- Born: January 1, 1957 (age 69) Nanchang, Jiangxi, China
- Education: University of Science and Technology of China (B.S., 1982) University of California at Los Angeles (Ph.D., 1986)
- Known for: TVD temporal discretization ENO and WENO schemes Discontinuous Galerkin method
- Awards: Feng Kang Prize of Scientific Computing (1995)
- Scientific career
- Fields: Applied Mathematics
- Workplaces: Brown University
- Doctoral advisor: Stanley Osher
- Doctoral students: Yingda Cheng; Fengyan Li;

= Chi-Wang Shu =

American fluid dynamicist (born 1957)

Chi-Wang Shu (Chinese: 舒其望, born 1 January 1957) is the Theodore B. Stowell University Professor of Applied Mathematics at Brown University. He is known for his research in the fields of computational fluid dynamics, numerical solutions of conservation laws and Hamilton–Jacobi type equations. Shu has been listed as an ISI Highly Cited Author in Mathematics by the ISI Web of Knowledge.

==Career==
He received his B.S. in Mathematics from the University of Science and Technology of China, Hefei, in 1982 and his Ph.D. in Mathematics from the University of California at Los Angeles in 1986. His Ph.D. thesis advisor was Stanley Osher.

He started his academic career in 1987 as an assistant professor in the Division of Applied Mathematics at Brown University. He was an associate professor from 1992 to 1996 and became full professor in 1996.

==Honors and awards==
- He is the 2021 recipient of the John von Neumann Lecture Prize, the highest honor and flagship lecture of Society for Industrial and Applied Mathematics (SIAM). The prize recognizes his fundamental contributions to the numerical solution of partial differential equations: "His work on finite difference essentially non-oscillatory (ENO) methods, weighted ENO (WENO) methods, finite element discontinuous Galerkin methods, and spectral methods has had a major impact on scientific computing."

_Short problem_. From the Chi-Wang Shu profile, list every numerical method named in the quoted citation for his John von Neumann Lecture Prize.

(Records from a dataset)
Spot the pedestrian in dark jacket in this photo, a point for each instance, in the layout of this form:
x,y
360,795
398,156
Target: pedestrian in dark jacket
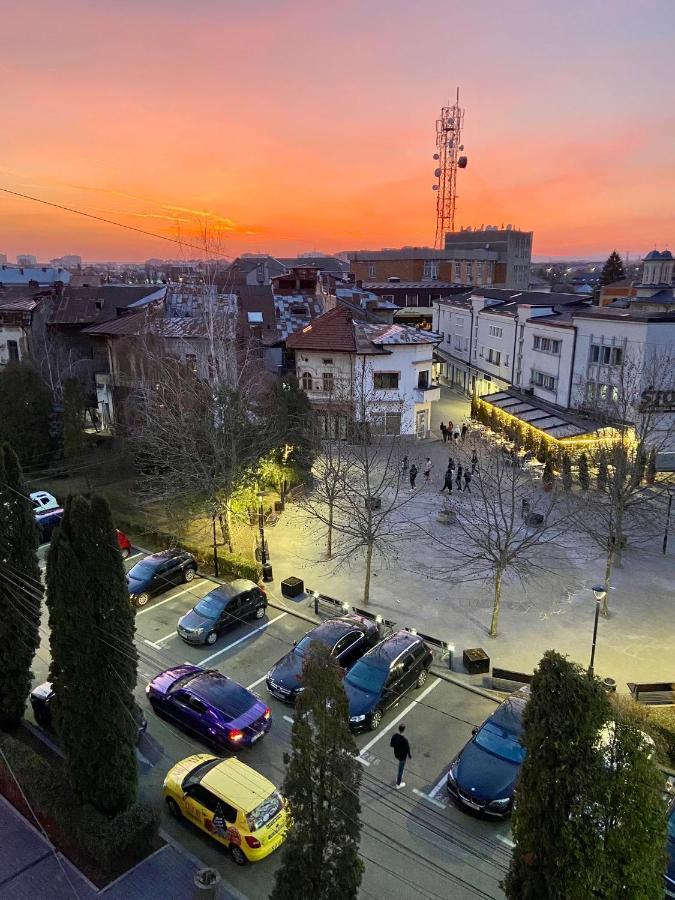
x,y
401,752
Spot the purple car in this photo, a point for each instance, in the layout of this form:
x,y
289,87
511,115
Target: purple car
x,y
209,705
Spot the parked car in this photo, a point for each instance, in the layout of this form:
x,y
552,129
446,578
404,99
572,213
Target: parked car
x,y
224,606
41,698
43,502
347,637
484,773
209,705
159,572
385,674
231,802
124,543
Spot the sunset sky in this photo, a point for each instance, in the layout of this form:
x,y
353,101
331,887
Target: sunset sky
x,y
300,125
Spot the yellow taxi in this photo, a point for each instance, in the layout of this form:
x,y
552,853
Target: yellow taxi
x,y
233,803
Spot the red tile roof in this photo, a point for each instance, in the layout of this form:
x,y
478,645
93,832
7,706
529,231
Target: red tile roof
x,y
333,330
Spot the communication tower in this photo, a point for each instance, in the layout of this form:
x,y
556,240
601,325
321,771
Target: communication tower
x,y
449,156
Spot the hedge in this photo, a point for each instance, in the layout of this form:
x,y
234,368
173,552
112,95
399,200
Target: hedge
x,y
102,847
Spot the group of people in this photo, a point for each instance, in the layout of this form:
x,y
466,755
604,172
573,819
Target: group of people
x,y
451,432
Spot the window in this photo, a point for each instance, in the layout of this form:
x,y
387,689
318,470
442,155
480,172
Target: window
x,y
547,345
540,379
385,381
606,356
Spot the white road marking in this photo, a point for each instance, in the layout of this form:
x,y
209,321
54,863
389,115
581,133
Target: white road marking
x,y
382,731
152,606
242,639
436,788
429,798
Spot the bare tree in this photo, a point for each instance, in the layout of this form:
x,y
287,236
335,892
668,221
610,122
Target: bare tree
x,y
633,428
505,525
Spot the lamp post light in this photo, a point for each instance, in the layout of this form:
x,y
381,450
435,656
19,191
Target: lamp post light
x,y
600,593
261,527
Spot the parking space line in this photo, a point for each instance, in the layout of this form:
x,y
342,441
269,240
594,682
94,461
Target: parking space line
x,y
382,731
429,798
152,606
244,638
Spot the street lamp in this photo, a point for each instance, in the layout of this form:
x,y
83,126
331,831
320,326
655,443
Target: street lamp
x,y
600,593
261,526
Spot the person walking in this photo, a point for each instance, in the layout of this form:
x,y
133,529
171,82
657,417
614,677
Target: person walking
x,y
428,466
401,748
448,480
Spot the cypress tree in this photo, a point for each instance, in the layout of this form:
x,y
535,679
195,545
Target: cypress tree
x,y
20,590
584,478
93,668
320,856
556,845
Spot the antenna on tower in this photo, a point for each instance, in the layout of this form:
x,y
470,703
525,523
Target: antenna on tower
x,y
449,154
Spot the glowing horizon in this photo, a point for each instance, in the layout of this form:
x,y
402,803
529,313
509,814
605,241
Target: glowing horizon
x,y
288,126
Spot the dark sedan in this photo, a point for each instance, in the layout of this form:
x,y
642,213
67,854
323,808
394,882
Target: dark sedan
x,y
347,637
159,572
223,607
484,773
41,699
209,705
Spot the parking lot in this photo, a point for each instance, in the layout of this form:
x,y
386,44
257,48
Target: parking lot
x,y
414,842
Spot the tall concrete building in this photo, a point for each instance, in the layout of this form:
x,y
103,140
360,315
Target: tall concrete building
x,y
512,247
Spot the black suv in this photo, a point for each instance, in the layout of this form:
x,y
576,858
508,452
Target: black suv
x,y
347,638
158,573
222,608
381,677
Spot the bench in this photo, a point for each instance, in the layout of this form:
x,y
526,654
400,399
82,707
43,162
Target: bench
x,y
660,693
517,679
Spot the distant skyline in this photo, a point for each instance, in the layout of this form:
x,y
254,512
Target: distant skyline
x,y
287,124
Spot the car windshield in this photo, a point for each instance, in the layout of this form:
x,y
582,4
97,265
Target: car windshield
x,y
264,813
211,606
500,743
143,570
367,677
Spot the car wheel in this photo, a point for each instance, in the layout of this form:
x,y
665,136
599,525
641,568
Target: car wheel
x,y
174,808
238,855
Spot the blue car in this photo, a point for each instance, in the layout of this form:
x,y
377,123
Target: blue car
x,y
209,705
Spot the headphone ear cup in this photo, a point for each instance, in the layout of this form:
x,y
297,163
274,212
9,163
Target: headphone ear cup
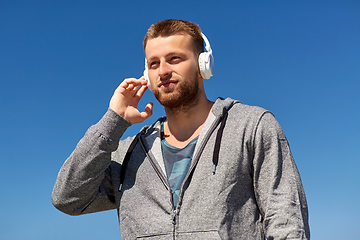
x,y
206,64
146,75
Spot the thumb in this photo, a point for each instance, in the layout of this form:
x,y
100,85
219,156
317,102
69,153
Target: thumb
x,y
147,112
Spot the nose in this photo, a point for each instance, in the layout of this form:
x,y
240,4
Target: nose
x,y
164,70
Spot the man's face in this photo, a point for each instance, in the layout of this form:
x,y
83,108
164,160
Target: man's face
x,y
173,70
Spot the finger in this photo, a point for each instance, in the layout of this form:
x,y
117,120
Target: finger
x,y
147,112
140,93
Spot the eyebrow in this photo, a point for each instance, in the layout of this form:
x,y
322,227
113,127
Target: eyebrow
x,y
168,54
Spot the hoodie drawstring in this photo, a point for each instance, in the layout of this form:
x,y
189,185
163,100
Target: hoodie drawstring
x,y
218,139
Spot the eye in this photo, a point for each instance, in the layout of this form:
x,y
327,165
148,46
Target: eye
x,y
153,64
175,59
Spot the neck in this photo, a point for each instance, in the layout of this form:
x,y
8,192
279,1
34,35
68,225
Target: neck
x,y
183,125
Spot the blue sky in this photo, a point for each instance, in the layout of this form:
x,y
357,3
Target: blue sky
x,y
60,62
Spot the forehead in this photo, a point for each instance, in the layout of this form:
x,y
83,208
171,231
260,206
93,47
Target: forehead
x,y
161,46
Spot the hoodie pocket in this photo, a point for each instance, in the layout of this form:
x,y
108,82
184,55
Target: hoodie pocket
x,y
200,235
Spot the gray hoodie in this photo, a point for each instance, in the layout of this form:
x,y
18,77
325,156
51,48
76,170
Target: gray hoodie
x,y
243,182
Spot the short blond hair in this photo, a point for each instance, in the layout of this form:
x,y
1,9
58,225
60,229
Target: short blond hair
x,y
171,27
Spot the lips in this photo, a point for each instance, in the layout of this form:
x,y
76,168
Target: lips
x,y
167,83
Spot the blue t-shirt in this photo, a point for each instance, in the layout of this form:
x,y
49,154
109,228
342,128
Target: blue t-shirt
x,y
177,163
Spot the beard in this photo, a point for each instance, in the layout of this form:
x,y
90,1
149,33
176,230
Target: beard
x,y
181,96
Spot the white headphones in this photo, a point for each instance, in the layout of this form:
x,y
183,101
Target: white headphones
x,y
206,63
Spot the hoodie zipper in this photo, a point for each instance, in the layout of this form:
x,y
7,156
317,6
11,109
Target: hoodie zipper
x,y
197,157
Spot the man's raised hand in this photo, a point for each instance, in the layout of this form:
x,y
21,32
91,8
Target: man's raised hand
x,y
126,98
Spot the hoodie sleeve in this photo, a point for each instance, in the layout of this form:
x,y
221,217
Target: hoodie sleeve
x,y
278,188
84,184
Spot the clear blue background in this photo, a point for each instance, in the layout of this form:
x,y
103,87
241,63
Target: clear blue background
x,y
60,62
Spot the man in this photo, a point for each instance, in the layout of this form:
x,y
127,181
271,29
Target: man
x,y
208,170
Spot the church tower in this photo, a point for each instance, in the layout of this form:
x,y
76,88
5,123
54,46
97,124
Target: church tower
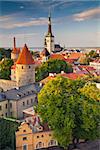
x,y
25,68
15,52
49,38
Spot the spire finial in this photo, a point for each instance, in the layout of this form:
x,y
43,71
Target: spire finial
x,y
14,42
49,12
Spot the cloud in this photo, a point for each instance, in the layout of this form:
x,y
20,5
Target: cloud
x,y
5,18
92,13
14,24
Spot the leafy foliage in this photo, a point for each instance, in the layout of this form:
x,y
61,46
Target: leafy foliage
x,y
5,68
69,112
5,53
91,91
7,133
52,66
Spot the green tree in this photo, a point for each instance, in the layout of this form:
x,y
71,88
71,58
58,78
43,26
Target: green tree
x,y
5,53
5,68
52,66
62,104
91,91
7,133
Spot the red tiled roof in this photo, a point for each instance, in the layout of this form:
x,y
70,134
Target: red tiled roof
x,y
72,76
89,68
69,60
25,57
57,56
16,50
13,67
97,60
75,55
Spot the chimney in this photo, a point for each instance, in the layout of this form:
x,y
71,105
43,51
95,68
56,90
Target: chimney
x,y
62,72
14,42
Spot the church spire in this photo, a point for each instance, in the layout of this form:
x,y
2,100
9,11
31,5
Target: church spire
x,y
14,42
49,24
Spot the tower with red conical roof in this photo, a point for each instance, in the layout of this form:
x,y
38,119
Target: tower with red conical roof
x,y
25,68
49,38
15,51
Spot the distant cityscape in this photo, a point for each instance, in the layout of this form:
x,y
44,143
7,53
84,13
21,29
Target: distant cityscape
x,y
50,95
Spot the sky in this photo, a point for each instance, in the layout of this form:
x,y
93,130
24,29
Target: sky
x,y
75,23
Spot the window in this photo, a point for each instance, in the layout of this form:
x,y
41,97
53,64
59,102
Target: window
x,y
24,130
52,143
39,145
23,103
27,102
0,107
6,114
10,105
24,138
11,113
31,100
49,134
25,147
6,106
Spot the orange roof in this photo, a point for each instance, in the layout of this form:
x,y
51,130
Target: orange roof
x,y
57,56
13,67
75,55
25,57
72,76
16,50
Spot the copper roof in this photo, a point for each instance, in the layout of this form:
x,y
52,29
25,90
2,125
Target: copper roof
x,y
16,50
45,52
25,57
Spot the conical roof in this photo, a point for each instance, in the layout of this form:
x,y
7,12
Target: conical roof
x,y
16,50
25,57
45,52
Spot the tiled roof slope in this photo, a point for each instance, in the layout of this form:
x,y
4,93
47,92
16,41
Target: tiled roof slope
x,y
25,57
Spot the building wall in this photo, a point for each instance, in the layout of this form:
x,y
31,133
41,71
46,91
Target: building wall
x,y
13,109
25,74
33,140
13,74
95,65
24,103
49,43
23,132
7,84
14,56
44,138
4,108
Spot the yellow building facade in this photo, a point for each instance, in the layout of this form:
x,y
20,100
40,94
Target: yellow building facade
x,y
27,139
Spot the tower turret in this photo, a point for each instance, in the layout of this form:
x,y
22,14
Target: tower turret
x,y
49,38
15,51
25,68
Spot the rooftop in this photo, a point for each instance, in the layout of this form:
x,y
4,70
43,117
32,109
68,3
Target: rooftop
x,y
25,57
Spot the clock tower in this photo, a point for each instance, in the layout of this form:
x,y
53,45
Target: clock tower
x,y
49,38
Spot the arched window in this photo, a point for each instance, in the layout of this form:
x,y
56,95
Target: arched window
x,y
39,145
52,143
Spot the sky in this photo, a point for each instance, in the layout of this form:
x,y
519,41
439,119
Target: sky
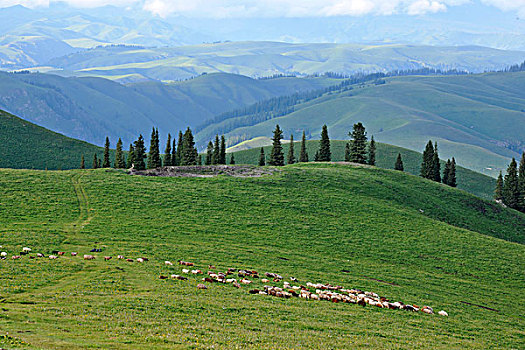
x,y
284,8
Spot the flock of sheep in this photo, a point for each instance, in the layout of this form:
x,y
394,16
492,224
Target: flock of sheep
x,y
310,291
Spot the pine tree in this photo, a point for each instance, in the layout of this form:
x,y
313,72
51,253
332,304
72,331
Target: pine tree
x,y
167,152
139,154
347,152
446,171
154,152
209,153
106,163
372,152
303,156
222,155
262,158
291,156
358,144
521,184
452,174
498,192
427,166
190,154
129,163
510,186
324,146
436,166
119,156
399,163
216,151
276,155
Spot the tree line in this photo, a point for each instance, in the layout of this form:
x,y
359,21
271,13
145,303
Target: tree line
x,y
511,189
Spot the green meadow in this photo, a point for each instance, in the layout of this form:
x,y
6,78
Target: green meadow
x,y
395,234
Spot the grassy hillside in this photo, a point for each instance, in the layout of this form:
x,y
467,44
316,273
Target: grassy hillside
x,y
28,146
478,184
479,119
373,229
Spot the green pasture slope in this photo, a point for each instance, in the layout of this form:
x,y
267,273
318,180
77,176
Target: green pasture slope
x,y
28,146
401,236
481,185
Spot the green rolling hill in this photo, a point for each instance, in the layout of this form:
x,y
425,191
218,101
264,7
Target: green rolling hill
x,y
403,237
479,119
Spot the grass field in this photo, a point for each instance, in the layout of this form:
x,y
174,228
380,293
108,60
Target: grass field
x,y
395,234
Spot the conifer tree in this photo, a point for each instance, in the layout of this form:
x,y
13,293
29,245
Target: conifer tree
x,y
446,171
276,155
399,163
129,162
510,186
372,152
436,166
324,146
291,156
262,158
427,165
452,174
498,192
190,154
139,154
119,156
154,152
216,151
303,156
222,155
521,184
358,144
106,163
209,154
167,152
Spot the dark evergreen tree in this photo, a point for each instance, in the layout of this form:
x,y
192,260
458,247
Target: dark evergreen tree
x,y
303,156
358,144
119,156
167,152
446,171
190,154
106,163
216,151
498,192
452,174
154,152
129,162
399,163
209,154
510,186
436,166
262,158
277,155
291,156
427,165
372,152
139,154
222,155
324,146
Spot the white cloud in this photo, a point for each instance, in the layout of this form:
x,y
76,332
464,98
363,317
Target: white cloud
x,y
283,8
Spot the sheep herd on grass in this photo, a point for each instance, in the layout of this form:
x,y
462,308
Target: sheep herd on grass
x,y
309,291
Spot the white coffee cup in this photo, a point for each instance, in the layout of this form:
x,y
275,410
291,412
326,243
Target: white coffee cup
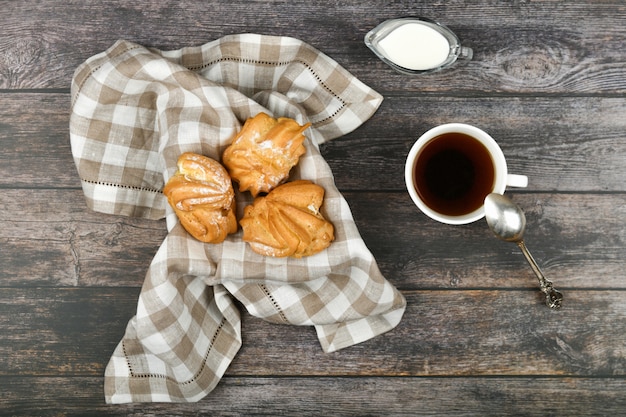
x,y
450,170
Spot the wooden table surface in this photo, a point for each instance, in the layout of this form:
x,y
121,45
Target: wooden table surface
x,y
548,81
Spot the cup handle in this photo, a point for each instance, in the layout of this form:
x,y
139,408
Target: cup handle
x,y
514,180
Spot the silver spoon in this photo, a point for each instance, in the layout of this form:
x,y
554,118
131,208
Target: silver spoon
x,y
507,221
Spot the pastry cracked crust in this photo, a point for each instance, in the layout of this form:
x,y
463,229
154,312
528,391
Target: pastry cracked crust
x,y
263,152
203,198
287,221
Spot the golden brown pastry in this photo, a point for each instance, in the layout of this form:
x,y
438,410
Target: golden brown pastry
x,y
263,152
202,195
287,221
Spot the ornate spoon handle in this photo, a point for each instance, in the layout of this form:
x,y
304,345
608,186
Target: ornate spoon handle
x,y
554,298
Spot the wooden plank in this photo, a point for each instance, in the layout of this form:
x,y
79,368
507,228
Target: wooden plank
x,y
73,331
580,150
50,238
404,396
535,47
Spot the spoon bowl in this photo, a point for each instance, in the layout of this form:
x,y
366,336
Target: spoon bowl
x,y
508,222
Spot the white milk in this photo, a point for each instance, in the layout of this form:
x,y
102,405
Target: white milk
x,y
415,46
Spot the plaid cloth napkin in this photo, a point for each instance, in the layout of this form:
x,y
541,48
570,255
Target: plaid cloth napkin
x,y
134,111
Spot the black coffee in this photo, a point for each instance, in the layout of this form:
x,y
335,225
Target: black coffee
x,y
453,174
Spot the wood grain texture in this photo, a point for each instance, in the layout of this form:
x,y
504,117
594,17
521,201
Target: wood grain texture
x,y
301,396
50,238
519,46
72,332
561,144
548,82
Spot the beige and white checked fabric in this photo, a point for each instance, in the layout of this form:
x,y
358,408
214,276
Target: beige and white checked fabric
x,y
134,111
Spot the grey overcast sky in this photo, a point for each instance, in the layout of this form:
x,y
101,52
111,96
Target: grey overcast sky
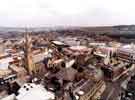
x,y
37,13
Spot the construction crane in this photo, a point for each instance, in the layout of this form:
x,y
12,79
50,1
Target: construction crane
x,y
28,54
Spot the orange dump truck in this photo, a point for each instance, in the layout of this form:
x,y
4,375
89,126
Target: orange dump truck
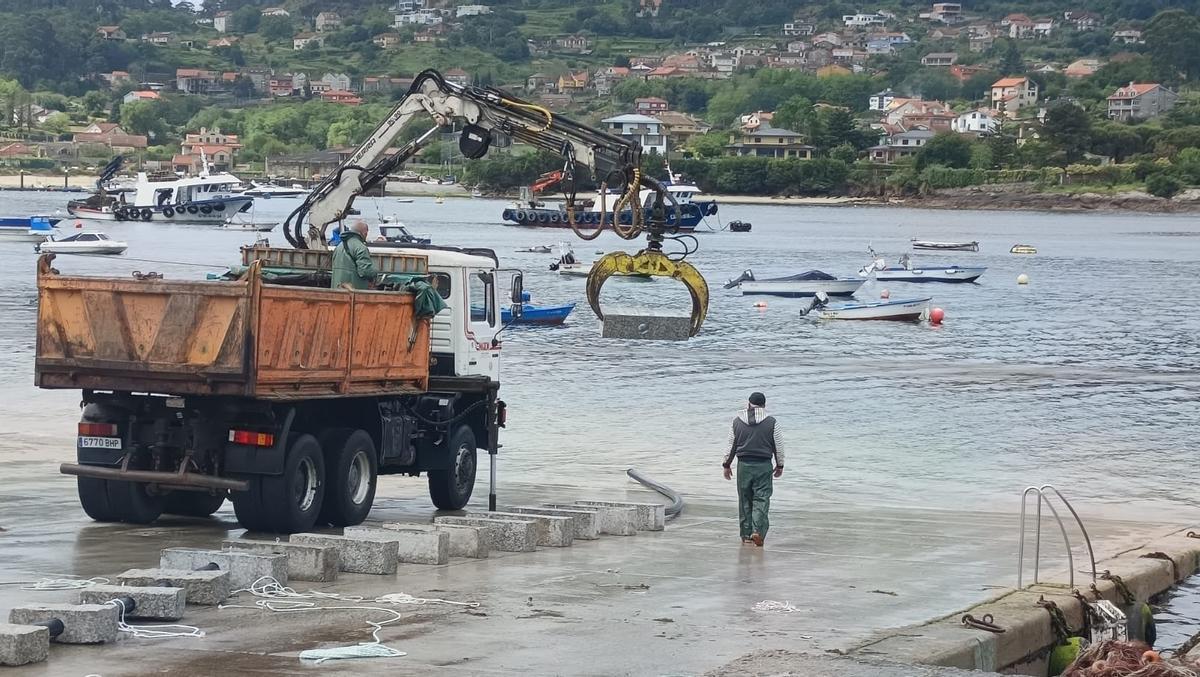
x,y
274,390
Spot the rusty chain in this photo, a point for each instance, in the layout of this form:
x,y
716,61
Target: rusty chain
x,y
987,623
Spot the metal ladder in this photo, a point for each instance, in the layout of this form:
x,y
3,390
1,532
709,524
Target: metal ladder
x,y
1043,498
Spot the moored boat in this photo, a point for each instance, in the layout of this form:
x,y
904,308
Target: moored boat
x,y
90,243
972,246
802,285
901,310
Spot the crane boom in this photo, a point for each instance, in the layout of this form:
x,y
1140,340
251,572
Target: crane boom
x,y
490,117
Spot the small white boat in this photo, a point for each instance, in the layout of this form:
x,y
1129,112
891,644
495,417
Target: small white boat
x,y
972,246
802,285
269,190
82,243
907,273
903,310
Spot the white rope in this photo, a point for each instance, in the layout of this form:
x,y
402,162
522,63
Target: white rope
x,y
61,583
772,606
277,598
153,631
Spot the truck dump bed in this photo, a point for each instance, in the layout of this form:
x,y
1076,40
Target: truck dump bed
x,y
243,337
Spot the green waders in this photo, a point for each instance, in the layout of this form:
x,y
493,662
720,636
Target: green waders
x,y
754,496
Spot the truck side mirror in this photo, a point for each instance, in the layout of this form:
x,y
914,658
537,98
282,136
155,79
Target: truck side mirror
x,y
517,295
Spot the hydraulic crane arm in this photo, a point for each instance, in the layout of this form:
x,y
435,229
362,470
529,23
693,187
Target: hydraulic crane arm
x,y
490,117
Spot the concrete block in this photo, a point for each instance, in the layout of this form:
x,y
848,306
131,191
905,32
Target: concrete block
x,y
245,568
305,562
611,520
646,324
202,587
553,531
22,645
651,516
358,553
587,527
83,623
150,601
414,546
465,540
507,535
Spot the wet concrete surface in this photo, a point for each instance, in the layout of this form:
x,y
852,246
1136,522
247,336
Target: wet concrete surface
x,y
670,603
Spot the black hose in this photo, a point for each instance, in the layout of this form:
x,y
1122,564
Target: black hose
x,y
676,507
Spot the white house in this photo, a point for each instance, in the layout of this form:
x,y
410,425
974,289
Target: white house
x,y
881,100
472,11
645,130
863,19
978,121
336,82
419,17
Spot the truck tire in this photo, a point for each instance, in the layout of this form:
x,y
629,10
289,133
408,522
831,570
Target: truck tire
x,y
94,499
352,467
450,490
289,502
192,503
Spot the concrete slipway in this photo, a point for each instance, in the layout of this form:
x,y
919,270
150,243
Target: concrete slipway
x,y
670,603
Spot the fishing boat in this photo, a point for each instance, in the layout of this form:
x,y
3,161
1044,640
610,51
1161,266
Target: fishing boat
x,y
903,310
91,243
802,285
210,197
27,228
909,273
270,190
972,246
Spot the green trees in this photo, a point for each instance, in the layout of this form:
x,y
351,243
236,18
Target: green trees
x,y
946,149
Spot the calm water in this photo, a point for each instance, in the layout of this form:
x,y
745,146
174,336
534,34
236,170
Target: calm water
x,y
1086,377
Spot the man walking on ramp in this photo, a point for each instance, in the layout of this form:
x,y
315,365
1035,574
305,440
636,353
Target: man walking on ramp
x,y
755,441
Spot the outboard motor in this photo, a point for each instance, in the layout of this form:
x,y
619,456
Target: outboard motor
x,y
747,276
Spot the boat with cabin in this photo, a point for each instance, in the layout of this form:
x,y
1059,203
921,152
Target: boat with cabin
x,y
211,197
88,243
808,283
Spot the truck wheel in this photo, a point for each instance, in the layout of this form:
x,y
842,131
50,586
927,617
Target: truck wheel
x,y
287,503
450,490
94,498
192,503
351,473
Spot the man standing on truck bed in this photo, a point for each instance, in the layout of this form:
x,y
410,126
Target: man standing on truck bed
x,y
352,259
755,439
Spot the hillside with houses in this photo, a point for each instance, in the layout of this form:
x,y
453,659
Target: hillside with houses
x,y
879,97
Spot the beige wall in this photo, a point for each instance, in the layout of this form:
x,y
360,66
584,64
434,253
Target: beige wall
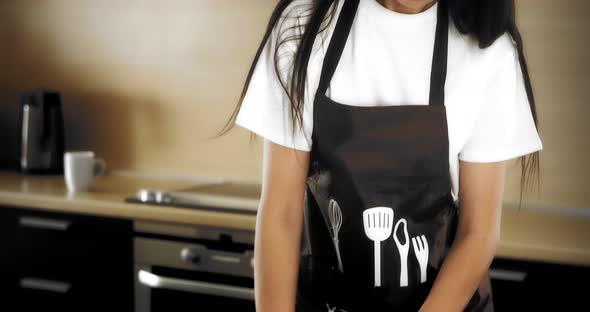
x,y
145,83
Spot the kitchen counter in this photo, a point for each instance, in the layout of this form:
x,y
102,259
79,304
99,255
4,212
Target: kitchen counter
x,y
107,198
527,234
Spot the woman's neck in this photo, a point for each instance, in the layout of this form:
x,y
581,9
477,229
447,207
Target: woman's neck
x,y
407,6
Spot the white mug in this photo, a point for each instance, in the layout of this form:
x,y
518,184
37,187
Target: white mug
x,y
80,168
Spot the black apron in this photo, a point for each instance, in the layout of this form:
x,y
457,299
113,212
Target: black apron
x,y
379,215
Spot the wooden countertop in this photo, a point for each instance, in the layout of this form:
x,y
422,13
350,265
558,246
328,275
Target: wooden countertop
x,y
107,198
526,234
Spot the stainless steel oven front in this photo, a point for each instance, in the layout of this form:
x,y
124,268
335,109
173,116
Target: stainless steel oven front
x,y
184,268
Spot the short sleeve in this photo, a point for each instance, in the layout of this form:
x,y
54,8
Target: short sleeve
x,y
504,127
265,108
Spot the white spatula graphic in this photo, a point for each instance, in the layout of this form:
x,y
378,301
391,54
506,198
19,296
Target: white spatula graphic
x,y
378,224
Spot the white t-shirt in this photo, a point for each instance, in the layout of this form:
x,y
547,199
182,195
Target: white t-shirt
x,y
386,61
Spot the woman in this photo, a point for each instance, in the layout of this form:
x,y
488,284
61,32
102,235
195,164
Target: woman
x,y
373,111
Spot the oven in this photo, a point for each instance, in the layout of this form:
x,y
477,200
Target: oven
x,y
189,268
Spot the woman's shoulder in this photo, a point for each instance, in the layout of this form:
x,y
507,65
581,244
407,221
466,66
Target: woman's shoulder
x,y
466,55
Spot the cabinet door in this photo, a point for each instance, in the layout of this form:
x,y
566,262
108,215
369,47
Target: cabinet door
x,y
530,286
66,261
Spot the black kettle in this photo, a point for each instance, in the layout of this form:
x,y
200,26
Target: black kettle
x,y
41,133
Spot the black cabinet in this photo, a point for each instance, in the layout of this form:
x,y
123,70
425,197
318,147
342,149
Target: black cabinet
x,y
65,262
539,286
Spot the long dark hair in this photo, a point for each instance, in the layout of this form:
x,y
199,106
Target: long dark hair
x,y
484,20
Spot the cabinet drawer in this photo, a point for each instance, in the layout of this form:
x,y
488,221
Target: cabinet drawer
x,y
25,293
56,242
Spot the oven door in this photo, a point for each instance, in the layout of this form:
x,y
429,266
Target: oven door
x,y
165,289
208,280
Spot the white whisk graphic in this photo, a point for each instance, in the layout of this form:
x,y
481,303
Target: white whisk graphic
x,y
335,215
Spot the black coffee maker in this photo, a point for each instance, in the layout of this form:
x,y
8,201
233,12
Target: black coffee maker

_Complete answer_.
- Finite difference essentially non-oscillatory (ENO) methods
- Weighted ENO (WENO) methods
- Finite element discontinuous Galerkin methods
- Spectral methods